Hubbard (2009) describes risk management as the “identification, assessment, and prioritization of risks followed by coordinated and economical application of resources to minimize, monitor, and control the probability and/or impact of unfortunate events or to maximize the realization of opportunities.”
Risk is defined as the result of an uncertainty in an organization which could be financial, legal, natural or a deliberate act of a competitor or adversary (Crockford 1986; Gorrod 2004). Many organizations that practice risk management are mostly concerned with those risks that are well within their control and those which can be quantified and assessed.
The criterion in risk management is similar in all organizations due to the standardization of the process. The ISO standard requires that risk management is done in five steps (SAA 2009; Institute of Risk Management 2002). First, the risk manager identifies and characterizes the threats that the organization is faced with.

* [Data entries]
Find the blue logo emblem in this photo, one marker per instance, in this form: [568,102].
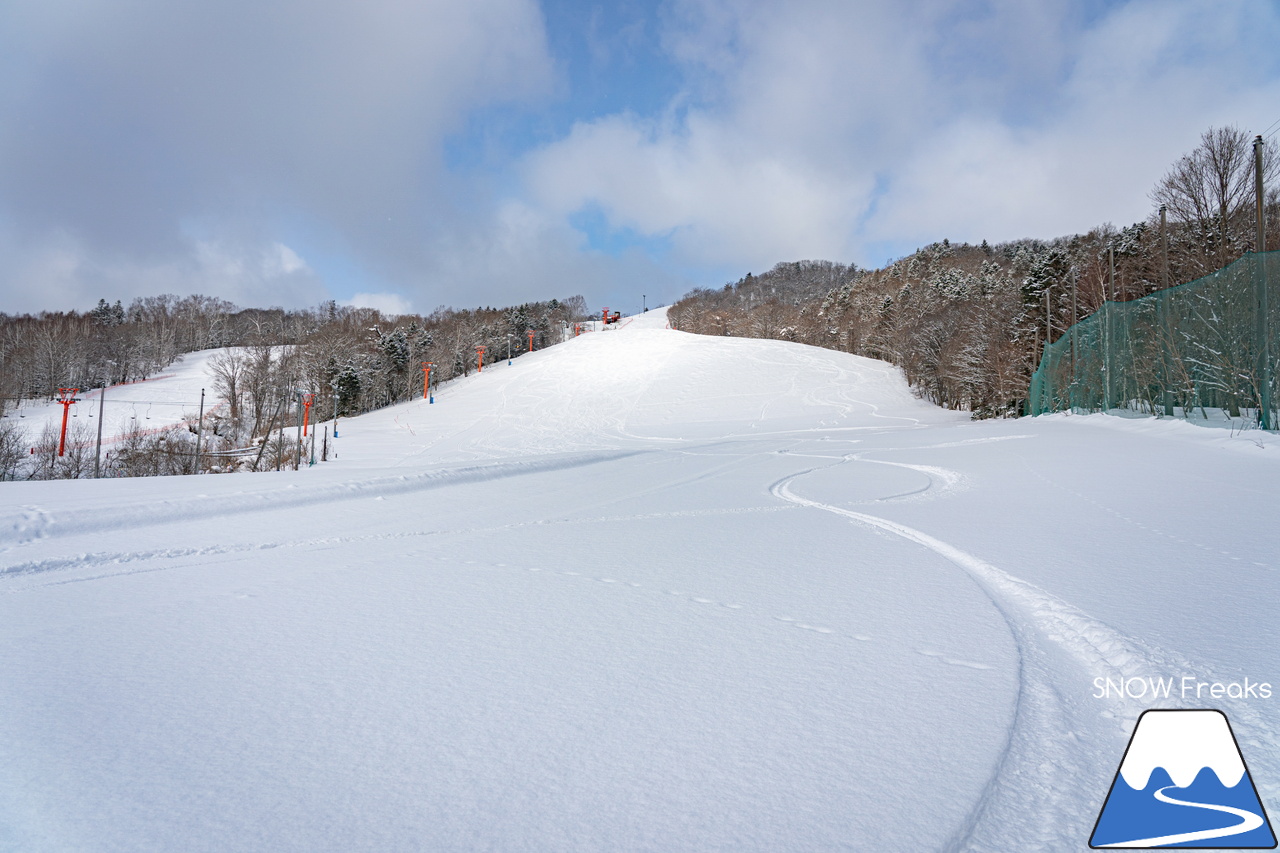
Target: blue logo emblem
[1183,783]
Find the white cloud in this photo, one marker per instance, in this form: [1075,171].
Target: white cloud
[823,128]
[120,123]
[389,304]
[60,273]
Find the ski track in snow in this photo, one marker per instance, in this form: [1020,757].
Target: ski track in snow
[1047,725]
[35,524]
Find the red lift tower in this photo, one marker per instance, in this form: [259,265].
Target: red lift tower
[65,396]
[307,401]
[426,382]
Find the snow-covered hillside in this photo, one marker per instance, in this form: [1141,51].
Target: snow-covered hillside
[643,591]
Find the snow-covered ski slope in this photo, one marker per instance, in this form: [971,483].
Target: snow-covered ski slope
[643,591]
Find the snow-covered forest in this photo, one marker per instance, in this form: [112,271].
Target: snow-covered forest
[968,323]
[353,359]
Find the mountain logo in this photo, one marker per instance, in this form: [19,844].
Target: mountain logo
[1183,783]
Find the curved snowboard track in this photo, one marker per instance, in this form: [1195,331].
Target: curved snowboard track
[1057,746]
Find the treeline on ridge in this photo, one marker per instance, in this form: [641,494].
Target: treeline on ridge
[967,323]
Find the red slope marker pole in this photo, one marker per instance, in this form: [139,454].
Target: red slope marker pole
[65,396]
[426,382]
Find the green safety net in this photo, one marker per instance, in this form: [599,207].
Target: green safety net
[1202,345]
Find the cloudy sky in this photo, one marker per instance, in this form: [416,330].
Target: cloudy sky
[408,154]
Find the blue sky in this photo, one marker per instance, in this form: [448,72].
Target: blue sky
[414,154]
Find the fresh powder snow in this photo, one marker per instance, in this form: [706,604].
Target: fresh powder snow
[640,591]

* [To do]
- a) In the risk management passage, how many steps does the ISO standard require?
- b) Name every kind of uncertainty that the risk management passage says a risk can come from.
- c) Carry on the risk management passage from its last sentence.
The records have nothing to do with what you are asked to do here.

* [Answers for the exercise]
- a) Five steps.

- b)
- Financial
- Legal
- Natural
- A deliberate act of a competitor or adversary

- c)
Next, he or she assesses the vulnerability of the organization’s critical assets to the identified threats. The third step involves determining risk which involves establishing the expected consequences of a threat materializing. The next step involves identification of ways to reduce the risk established. Finally, the manager prioritizes strategically all risk reduction measures.
The identification of risks plays an important role in risk management. Once the risk that is likely to cause problems is identified, the risk manager should work from the source of the problem or the problem itself (Alberts et al. 2008; Charles 2004). Therefore, there are two ways of analysis risk; source analysis and problem analysis.
Source analysis involves investigation of the internal and external elements of the system that are vulnerable to risk such as employees, project stakeholders e.t.c that can be considered risk sources (Van Deventer et al. 2004).
Problem analysis looks at identifiable threats e.g. threat of accidents, loss of money, stealing of private information e.t.c. These threats are extrinsic to the company and involve customers, shareholders and government entities all of which are outside the organization’s control (Moteff 2005).
The method of identifying risks generally depends on the industry practice (Hutto 2009) and thus various industries use any of the following methods; objective-based risk identification which is based on the organization’s objectives (Dorfman 2007).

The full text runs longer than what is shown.